Rewrite the part of the material that opens with the line containing "of the ship's" and closes with the line containing "column 401, row 189", swapping "scouting log" for "survey log" and keeping everything else the same. Give only those lines.

**Information supplied:**

################

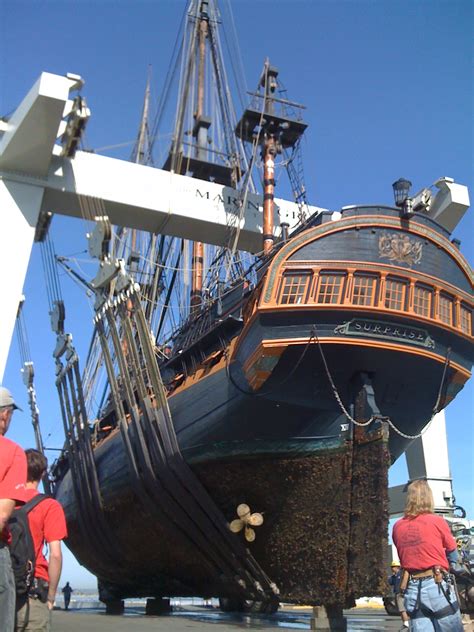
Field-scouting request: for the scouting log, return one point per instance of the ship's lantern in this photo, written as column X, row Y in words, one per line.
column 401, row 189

################

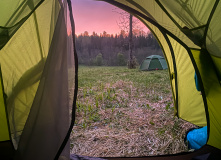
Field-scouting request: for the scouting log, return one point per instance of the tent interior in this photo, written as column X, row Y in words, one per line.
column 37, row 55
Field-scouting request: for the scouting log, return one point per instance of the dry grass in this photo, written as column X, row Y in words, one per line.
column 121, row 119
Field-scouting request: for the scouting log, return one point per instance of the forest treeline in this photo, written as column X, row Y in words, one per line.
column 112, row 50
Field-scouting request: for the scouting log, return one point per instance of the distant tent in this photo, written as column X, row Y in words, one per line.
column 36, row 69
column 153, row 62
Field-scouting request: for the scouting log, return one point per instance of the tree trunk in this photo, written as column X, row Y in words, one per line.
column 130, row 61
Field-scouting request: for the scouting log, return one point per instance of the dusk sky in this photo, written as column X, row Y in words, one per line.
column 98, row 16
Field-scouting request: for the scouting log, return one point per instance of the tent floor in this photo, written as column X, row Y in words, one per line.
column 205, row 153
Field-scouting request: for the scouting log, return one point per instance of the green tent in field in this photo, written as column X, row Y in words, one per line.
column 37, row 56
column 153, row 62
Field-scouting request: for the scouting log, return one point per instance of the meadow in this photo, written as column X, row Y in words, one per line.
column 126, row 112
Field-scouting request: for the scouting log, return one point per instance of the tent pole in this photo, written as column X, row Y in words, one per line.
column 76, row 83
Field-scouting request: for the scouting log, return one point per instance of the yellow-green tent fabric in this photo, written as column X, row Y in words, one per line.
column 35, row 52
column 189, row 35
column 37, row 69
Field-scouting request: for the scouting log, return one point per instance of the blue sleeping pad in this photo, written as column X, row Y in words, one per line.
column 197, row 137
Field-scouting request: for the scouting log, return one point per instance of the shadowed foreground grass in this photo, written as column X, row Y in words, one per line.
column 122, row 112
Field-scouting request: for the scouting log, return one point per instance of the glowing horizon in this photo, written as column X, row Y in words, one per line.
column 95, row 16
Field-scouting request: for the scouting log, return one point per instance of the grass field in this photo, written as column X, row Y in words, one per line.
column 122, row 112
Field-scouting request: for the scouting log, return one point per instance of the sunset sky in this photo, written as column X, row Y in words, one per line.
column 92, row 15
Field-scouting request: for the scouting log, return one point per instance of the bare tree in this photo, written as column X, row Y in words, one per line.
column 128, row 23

################

**Finished task:**
Field-scouting request: for the survey log, return one point per instance of the ship's lantern in this photo, written as column X, row Y in words, one per line.
column 401, row 189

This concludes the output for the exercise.